** BEGIN ARTICLE **

I just remembered that the idea to actively kill and wait for running 
user processes during unplug was rejected
as a bad idea in the first iteration of unplug work I did (don't 
remember why now, need to look) so this is a no go.
Our policy is to let zombie processes (zombie in a sense that the 
underlying device is gone) live as long as they want
(as long as you able to terminate them - which you do, so that ok)
and the system should finish PCI remove gracefully and be able to hot 
plug back the device.  Hence, i suggest dropping
this direction of forcing all user processes to be killed, confirm you 
have graceful shutdown and remove of device
from PCI topology and then concentrate on why when you plug back it 
hangs. First confirm if ASIC reset happens on
next init. Second please confirm if the timing you kill manually the 
user process has impact on whether you have a hang
on next plug back (if you kill before or you kill after plug back does 
it makes a difference).

Andrey


>
>
> diff --git a/drivers/gpu/drm/amd/amdgpu/amdgpu_amdkfd.c 
> b/drivers/gpu/drm/amd/amdgpu/amdgpu_amdkfd.c
> index 8fa9b86ac9d2..c0b27f722281 100644
> --- a/drivers/gpu/drm/amd/amdgpu/amdgpu_amdkfd.c
> +++ b/drivers/gpu/drm/amd/amdgpu/amdgpu_amdkfd.c
> @@ -188,6 +188,12 @@ void amdgpu_amdkfd_interrupt(struct amdgpu_device 
> *adev,
> kgd2kfd_interrupt(adev->kfd.dev, ih_ring_entry);
>  }
> +void amdgpu_amdkfd_kill_all_processes(struct amdgpu_device *adev)
> +{
> +if (adev->kfd.dev)
> +kgd2kfd_kill_all_user_processes(adev->kfd.dev);
> +}
> +
>  void amdgpu_amdkfd_suspend(struct amdgpu_device *adev, bool run_pm)
>  {
> if (adev->kfd.dev)

** END ARTICLE **
** BEGIN RECORDS **

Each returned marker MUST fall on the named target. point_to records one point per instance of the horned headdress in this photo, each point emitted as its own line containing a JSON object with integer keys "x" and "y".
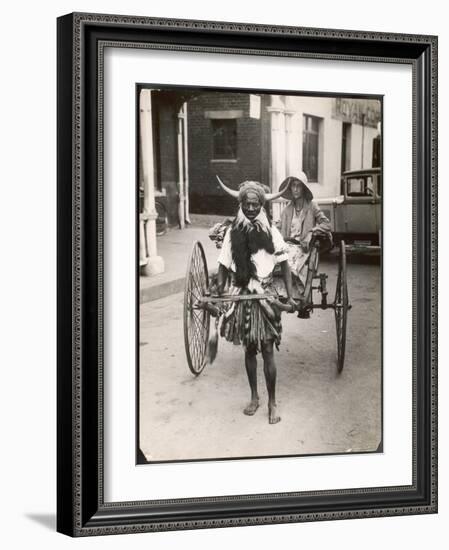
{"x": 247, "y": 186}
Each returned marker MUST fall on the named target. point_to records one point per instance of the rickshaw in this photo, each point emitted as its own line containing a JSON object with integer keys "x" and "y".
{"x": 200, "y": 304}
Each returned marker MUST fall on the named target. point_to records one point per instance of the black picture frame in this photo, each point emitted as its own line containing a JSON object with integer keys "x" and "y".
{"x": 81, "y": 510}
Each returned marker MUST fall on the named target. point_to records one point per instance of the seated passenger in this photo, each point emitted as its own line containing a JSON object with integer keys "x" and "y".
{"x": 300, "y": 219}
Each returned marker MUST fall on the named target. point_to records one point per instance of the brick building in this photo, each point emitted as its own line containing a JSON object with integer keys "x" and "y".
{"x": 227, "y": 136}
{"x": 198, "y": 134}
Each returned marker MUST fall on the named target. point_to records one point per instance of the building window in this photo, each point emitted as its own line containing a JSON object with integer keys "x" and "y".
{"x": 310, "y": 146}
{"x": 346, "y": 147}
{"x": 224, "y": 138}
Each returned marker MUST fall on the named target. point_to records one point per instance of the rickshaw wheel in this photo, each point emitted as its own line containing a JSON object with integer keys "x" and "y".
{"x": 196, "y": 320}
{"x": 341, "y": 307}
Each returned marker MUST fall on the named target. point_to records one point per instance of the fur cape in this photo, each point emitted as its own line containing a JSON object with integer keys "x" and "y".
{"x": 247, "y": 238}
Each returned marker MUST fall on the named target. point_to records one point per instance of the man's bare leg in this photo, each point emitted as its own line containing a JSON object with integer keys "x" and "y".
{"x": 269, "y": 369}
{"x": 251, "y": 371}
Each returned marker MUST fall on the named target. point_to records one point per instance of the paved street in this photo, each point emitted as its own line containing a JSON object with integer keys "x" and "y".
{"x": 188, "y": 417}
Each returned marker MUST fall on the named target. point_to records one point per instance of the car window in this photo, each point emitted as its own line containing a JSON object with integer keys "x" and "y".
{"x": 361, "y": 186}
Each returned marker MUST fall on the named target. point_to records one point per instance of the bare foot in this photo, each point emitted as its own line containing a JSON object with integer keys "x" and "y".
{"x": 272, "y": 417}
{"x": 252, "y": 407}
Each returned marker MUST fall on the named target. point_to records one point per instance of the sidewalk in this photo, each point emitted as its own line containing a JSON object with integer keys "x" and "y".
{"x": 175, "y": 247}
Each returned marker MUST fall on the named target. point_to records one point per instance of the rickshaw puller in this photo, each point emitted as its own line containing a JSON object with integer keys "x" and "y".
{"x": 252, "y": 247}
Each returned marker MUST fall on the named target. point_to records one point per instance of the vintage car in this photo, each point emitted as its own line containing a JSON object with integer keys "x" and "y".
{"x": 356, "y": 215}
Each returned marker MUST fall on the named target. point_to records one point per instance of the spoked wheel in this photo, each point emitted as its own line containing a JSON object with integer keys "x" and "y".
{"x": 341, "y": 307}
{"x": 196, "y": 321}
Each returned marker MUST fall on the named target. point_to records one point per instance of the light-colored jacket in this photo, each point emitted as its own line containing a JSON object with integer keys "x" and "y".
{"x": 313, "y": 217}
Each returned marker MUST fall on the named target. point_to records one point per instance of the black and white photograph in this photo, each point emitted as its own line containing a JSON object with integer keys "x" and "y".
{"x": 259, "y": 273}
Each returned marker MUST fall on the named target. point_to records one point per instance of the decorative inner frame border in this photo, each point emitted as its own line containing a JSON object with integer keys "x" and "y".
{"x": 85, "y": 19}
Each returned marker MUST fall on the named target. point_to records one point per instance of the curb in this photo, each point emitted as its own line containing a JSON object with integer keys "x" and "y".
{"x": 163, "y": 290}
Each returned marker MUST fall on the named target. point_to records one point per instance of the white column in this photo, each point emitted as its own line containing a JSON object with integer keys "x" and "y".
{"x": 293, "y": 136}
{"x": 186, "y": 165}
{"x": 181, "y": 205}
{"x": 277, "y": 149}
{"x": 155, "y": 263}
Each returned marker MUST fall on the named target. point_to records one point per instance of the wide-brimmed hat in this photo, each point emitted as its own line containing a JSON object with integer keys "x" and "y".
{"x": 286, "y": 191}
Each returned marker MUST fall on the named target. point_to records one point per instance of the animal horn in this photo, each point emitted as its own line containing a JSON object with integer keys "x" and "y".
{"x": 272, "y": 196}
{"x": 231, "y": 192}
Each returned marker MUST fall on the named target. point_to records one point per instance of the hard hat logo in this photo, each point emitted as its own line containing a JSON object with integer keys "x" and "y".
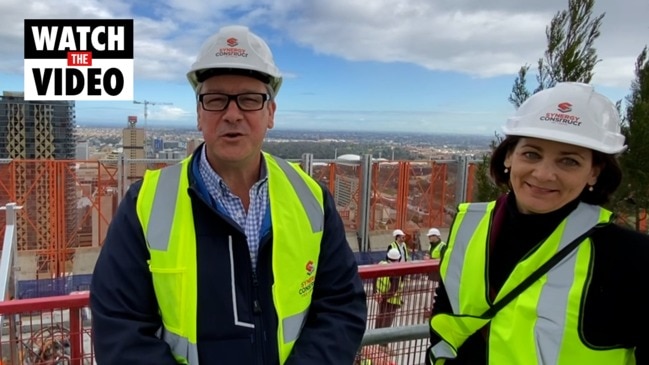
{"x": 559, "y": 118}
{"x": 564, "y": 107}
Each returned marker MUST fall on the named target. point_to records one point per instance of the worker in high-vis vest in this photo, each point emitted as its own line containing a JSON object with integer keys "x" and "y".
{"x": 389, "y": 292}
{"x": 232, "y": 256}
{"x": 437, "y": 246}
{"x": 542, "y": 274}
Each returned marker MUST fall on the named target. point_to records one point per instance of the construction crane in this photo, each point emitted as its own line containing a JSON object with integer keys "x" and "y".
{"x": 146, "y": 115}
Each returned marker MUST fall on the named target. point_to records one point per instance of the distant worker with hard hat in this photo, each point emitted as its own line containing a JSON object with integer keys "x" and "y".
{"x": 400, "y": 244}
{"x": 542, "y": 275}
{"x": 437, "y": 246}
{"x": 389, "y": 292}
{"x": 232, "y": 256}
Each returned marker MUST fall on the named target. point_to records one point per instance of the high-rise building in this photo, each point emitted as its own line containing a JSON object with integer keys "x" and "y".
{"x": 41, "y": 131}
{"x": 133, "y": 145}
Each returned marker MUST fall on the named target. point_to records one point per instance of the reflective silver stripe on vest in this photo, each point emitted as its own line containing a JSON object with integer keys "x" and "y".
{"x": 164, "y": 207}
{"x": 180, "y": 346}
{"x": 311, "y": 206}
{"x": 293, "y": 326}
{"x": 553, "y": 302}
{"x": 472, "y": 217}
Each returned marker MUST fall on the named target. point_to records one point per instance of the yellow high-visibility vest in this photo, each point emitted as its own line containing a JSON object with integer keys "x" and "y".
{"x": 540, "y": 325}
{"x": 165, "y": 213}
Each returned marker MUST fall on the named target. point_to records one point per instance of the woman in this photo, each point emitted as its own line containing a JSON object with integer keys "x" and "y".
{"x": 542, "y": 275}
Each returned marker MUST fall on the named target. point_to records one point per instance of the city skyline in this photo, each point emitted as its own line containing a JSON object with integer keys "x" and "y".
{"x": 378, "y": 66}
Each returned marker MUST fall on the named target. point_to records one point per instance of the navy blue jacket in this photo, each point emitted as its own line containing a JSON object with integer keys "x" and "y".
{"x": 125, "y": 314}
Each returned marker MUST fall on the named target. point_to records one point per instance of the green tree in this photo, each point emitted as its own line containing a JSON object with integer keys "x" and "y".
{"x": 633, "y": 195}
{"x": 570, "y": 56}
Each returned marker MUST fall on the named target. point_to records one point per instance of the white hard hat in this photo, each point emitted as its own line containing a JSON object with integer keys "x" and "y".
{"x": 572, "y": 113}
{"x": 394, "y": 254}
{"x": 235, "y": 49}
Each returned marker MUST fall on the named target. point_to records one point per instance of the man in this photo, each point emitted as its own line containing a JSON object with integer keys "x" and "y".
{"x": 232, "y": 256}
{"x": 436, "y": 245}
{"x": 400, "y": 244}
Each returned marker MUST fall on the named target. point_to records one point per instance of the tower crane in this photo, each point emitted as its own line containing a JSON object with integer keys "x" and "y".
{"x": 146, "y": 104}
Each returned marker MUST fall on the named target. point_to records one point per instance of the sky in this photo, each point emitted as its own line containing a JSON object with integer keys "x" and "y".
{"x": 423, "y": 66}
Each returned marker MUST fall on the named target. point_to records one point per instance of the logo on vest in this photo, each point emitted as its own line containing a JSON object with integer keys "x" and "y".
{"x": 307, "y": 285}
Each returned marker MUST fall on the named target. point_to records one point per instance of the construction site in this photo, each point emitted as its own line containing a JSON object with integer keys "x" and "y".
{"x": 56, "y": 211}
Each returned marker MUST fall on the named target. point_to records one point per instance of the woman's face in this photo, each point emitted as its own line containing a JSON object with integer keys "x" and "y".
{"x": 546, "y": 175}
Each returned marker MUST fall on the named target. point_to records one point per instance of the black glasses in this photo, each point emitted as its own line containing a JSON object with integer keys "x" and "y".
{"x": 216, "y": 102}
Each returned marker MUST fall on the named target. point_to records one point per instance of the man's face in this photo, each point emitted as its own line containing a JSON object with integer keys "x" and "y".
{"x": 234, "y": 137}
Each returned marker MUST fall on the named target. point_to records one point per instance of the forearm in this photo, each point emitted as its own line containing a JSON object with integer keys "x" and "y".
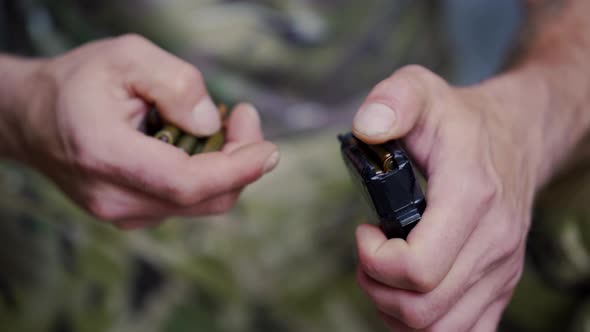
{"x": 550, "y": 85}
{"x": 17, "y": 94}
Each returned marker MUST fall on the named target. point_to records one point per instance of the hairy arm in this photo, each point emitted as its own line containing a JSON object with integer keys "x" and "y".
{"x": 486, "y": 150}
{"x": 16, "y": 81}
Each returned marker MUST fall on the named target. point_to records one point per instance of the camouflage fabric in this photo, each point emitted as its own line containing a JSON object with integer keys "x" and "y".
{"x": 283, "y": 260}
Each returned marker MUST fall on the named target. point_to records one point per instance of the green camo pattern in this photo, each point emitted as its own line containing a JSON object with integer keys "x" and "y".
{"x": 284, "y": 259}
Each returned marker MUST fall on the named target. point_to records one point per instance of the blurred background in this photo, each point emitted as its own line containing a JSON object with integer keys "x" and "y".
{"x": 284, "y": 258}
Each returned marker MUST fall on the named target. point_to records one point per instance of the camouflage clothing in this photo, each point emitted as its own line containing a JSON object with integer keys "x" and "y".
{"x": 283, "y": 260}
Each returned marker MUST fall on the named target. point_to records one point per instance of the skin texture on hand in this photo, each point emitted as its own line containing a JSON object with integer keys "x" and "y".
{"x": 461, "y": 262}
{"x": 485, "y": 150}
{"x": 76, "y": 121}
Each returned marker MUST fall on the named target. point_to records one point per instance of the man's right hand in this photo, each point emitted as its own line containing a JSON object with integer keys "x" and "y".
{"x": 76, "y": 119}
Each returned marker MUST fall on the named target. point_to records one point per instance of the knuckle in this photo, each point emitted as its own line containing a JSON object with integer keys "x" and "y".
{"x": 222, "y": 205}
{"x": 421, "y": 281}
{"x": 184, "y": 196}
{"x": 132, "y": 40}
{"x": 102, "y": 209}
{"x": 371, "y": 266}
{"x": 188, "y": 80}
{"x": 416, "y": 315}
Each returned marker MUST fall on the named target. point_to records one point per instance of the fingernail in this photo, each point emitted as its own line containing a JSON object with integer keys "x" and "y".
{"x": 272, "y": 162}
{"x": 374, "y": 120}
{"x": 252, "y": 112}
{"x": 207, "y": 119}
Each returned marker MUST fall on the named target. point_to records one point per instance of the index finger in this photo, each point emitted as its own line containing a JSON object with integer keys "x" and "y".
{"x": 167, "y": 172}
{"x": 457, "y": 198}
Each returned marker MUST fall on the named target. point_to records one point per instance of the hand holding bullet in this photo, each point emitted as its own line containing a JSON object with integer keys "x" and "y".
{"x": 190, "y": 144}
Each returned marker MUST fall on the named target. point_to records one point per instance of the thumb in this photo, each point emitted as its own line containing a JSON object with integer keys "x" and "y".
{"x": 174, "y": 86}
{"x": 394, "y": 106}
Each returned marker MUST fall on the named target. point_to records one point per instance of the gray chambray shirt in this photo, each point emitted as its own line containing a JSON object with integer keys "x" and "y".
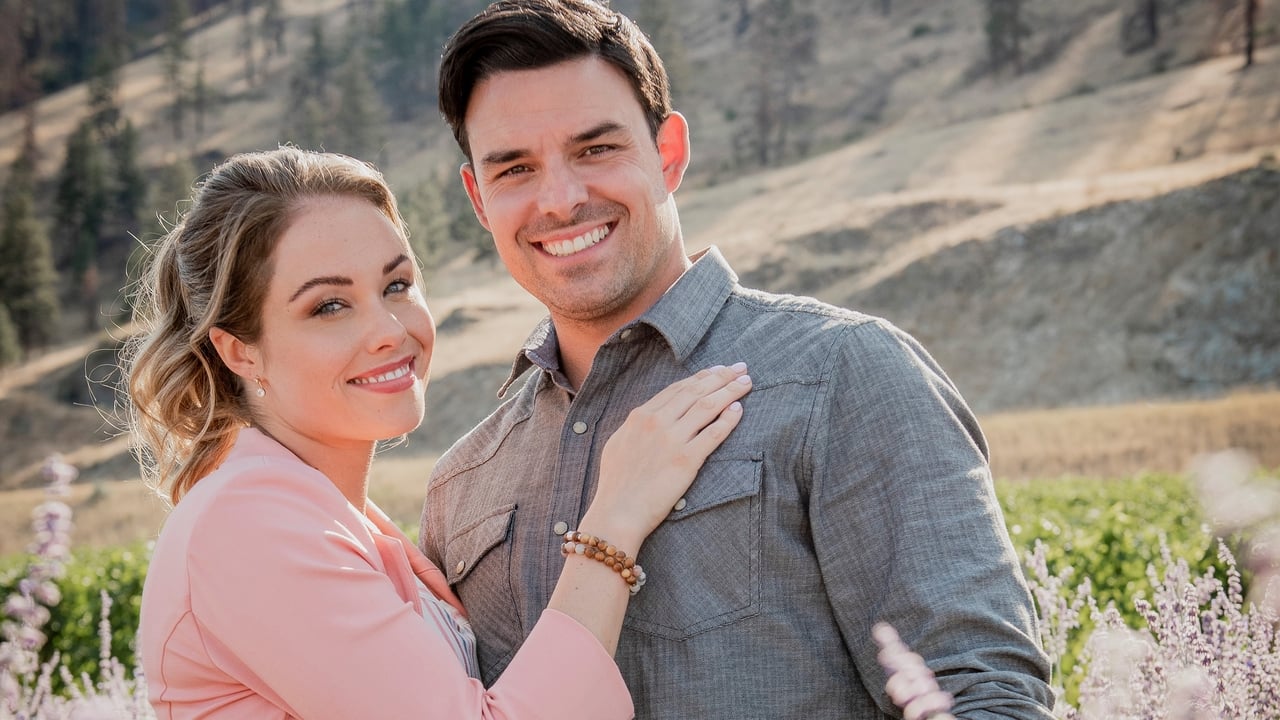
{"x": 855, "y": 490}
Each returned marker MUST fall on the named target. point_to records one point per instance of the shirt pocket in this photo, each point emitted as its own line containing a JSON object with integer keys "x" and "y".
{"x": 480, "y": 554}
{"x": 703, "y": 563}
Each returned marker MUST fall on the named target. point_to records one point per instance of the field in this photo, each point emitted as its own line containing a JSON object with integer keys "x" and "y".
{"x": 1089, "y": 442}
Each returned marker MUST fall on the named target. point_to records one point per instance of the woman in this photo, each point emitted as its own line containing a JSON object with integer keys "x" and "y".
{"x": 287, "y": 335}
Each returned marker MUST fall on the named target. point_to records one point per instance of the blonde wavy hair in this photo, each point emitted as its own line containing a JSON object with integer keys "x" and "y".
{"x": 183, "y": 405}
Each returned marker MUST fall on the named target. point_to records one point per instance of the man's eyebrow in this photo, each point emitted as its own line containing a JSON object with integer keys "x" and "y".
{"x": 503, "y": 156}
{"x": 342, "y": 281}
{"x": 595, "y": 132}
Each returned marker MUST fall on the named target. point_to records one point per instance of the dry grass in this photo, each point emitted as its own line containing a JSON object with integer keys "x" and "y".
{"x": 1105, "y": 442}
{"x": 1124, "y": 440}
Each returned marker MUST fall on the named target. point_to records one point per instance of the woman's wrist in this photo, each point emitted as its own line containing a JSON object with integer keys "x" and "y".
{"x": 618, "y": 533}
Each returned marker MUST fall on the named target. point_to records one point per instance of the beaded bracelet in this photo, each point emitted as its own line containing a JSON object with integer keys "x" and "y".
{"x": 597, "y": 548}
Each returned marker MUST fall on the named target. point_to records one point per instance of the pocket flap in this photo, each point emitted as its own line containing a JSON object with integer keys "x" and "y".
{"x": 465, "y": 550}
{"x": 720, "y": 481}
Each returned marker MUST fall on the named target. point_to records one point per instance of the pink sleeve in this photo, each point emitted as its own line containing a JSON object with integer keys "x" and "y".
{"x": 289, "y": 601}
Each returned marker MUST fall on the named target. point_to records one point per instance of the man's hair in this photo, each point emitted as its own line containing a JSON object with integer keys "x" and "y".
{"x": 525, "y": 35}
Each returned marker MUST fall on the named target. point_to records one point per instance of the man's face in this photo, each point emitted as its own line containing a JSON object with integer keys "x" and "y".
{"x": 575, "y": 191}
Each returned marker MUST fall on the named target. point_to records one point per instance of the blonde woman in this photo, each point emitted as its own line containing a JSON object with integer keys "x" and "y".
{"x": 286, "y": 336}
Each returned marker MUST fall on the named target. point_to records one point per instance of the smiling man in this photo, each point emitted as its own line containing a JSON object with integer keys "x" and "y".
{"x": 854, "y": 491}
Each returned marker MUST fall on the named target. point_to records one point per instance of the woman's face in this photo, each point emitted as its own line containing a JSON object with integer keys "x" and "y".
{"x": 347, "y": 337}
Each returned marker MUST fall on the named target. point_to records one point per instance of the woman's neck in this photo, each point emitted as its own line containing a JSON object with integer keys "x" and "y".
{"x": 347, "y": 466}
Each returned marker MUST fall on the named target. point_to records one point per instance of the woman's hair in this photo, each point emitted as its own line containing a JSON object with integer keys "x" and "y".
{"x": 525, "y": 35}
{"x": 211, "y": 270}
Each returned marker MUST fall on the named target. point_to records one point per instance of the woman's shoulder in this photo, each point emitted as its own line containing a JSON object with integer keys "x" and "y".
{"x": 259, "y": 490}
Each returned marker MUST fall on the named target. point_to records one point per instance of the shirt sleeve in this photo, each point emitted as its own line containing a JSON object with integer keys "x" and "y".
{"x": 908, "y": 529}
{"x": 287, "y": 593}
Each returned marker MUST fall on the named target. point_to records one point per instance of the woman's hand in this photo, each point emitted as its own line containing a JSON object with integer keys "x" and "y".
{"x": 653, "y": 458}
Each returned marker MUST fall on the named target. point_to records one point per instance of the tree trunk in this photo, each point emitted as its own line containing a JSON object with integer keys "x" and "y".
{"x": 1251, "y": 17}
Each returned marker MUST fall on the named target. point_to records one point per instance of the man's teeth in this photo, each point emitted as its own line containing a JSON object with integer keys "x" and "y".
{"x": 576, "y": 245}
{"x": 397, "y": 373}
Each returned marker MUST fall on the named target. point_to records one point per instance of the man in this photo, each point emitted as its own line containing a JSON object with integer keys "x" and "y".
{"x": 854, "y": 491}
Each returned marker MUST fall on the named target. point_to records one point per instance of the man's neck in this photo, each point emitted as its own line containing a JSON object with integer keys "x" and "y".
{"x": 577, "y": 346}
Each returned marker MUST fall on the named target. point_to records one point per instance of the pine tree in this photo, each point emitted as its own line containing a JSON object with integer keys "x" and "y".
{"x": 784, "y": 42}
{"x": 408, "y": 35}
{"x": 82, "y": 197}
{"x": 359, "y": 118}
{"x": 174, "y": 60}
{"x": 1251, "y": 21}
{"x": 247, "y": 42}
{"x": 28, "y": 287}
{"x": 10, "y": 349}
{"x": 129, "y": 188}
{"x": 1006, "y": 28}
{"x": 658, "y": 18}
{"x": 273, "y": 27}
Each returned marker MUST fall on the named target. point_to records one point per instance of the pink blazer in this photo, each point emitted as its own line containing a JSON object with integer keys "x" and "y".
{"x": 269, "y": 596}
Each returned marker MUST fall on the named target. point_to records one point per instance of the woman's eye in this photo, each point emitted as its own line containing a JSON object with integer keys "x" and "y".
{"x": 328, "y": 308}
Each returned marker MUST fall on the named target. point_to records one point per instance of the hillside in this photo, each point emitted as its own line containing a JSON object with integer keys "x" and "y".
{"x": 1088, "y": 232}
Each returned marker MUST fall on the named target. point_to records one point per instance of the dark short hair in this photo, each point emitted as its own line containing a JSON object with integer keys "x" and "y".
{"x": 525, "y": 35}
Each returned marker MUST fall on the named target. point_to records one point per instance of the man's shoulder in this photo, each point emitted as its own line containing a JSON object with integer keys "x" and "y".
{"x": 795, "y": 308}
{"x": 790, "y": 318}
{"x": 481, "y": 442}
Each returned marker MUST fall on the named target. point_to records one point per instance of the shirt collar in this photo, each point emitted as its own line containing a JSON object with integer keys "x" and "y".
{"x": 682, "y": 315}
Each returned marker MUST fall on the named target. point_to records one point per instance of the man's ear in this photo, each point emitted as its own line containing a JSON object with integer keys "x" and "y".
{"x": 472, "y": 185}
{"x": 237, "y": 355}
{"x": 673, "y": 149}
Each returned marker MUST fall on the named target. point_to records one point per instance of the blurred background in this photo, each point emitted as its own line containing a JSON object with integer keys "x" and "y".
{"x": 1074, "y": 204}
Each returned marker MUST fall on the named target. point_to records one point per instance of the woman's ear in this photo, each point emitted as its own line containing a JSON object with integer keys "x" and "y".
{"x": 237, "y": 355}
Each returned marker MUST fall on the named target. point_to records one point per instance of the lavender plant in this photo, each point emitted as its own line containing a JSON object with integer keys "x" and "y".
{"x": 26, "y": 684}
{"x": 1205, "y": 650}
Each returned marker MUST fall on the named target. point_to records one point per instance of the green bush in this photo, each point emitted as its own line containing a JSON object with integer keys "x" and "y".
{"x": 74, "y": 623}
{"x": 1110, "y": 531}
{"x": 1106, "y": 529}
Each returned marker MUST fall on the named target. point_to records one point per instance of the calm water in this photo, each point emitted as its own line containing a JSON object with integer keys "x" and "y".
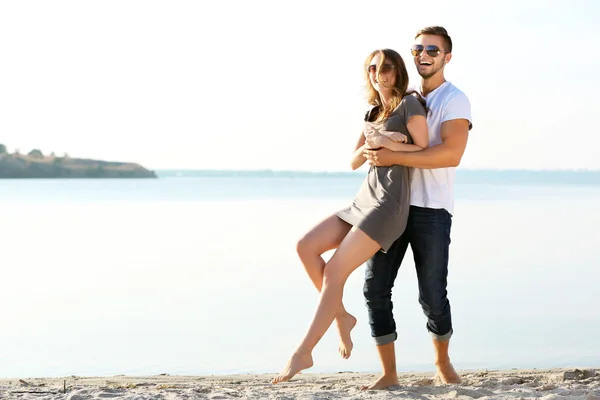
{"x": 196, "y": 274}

** END RECORDS **

TASKS TO COMPLETE:
1. Collect every line of the records that contains the string "window", treating uppercase and lowercase as different.
2. Continue the amdgpu unplug discussion from the point where it stops.
The text and the records were taken from unrelated sources.

SOLVED TASKS:
1.
Each returned marker MUST fall on the named target. point_to records one point per instance of the building window in this photo, each point emitted as its own line containing a JSON object with integer keys "x" and "y".
Each returned marker MUST fall on the named target. point_to records one point per instance of the car window in this photo, each point emitted as its own line containing a JSON object with integer keys "x" and "y".

2.
> diff --git a/drivers/gpu/drm/amd/amdgpu/amdgpu_amdkfd.h 
> b/drivers/gpu/drm/amd/amdgpu/amdgpu_amdkfd.h
> index 27c74fcec455..f4e485d60442 100644
> --- a/drivers/gpu/drm/amd/amdgpu/amdgpu_amdkfd.h
> +++ b/drivers/gpu/drm/amd/amdgpu/amdgpu_amdkfd.h
> @@ -141,6 +141,7 @@ struct amdkfd_process_info {
>  int amdgpu_amdkfd_init(void);
>  void amdgpu_amdkfd_fini(void);
> +void amdgpu_amdkfd_kill_all_processes(struct amdgpu_device *adev);
>  void amdgpu_amdkfd_suspend(struct amdgpu_device *adev, bool run_pm);
>  int amdgpu_amdkfd_resume_iommu(struct amdgpu_device *adev);
>  int amdgpu_amdkfd_resume(struct amdgpu_device *adev, bool run_pm, 
> bool sync);
> @@ -405,6 +406,7 @@ bool kgd2kfd_device_init(struct kfd_dev *kfd,
> const struct kgd2kfd_shared_resources *gpu_resources);
>  void kgd2kfd_device_exit(struct kfd_dev *kfd);
>  void kgd2kfd_suspend(struct kfd_dev *kfd, bool run_pm, bool force);
> +void kgd2kfd_kill_all_user_processes(struct kfd_dev *kfd);
>  int kgd2kfd_resume_iommu(struct kfd_dev *kfd);
>  int kgd2kfd_resume(struct kfd_dev *kfd, bool run_pm, bool sync);
>  int kgd2kfd_pre_reset(struct kfd_dev *kfd);
> @@ -443,6 +445,9 @@ static inline void kgd2kfd_suspend(struct kfd_dev 
> *kfd, bool run_pm, bool force)
>  {
>  }
> +void kgd2kfd_kill_all_user_processes(struct kfd_dev *kfd){
> +}
> +
>  static int __maybe_unused kgd2kfd_resume_iommu(struct kfd_dev *kfd)
>  {
> return 0;
> diff --git a/drivers/gpu/drm/amd/amdgpu/amdgpu_drv.c 
> b/drivers/gpu/drm/amd/amdgpu/amdgpu_drv.c
> index 3d5fc0751829..af6fe5080cfa 100644
> --- a/drivers/gpu/drm/amd/amdgpu/amdgpu_drv.c
> +++ b/drivers/gpu/drm/amd/amdgpu/amdgpu_drv.c
> @@ -2101,6 +2101,9 @@ amdgpu_pci_remove(struct pci_dev *pdev)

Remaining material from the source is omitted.